Data entries
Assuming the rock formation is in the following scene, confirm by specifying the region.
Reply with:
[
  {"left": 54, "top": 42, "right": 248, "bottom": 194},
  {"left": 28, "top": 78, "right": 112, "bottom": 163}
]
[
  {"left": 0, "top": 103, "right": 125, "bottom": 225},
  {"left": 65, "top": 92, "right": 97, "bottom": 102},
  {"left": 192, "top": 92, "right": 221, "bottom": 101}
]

- _Brief_:
Transcribe every entry exactly, omitting nothing.

- _Exercise response_:
Assuming the rock formation is in the following scene, confirm by specifying the region.
Reply with:
[
  {"left": 54, "top": 42, "right": 248, "bottom": 194},
  {"left": 28, "top": 78, "right": 112, "bottom": 163}
]
[
  {"left": 0, "top": 103, "right": 125, "bottom": 225},
  {"left": 65, "top": 92, "right": 97, "bottom": 102},
  {"left": 192, "top": 92, "right": 221, "bottom": 101}
]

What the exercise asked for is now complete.